Provided material START

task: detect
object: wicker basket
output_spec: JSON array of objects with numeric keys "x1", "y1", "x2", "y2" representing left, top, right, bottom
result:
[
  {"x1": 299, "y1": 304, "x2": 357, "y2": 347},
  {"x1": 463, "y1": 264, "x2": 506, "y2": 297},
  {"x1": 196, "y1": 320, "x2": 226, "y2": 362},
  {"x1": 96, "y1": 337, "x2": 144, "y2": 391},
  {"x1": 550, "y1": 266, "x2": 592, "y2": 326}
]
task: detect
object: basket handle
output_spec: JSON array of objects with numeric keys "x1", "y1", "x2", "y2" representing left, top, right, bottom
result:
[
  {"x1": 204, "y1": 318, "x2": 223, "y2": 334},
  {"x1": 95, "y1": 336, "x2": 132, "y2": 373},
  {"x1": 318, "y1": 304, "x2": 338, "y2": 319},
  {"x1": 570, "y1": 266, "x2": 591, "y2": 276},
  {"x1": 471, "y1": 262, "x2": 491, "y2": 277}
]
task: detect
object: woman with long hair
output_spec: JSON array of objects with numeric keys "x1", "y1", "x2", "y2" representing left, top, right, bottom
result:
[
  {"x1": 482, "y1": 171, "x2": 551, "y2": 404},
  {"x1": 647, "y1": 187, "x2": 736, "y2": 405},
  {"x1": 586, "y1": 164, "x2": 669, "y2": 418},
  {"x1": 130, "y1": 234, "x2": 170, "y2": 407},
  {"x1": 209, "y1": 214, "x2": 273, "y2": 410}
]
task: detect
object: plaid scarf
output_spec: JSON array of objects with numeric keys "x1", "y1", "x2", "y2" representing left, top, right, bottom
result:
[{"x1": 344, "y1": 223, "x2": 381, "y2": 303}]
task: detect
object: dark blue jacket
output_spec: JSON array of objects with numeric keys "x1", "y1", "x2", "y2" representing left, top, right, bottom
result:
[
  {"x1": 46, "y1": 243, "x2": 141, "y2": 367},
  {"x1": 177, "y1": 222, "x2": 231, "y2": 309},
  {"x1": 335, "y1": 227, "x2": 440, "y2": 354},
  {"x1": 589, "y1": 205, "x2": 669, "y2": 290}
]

Provided material END

Would you please repeat the whole listing exactly as it is?

task: detect
object: wicker basket
output_spec: JSON array of objects with numeric keys "x1", "y1", "x2", "y2" representing left, top, right, bottom
result:
[
  {"x1": 299, "y1": 304, "x2": 357, "y2": 347},
  {"x1": 463, "y1": 264, "x2": 506, "y2": 297},
  {"x1": 196, "y1": 320, "x2": 226, "y2": 362},
  {"x1": 96, "y1": 337, "x2": 144, "y2": 391},
  {"x1": 550, "y1": 266, "x2": 592, "y2": 326}
]
task: detect
object: basket handle
output_spec: JSON array of objects with numeric keys "x1", "y1", "x2", "y2" representing left, top, right, bottom
result:
[
  {"x1": 204, "y1": 318, "x2": 223, "y2": 334},
  {"x1": 95, "y1": 336, "x2": 132, "y2": 373},
  {"x1": 318, "y1": 304, "x2": 338, "y2": 319},
  {"x1": 570, "y1": 266, "x2": 591, "y2": 276},
  {"x1": 471, "y1": 262, "x2": 491, "y2": 277}
]
task: detect
object: woman with long hair
output_spec: JSON array of objects with numeric keys "x1", "y1", "x2", "y2" representing left, top, right, bottom
result:
[
  {"x1": 482, "y1": 171, "x2": 551, "y2": 404},
  {"x1": 647, "y1": 187, "x2": 736, "y2": 405},
  {"x1": 586, "y1": 164, "x2": 669, "y2": 418},
  {"x1": 130, "y1": 234, "x2": 170, "y2": 407},
  {"x1": 209, "y1": 214, "x2": 273, "y2": 410}
]
task: detect
object: plaid scarf
output_spec: JSON array of objects with numeric keys "x1", "y1", "x2", "y2" representing left, top, right, bottom
result:
[{"x1": 344, "y1": 223, "x2": 381, "y2": 303}]
task: detect
object: dark blue jacket
output_spec: JSON array of objects with numeric keys "x1", "y1", "x2", "y2" representing left, top, right, bottom
result:
[
  {"x1": 46, "y1": 243, "x2": 141, "y2": 367},
  {"x1": 177, "y1": 222, "x2": 231, "y2": 309},
  {"x1": 335, "y1": 227, "x2": 440, "y2": 354},
  {"x1": 589, "y1": 205, "x2": 669, "y2": 290}
]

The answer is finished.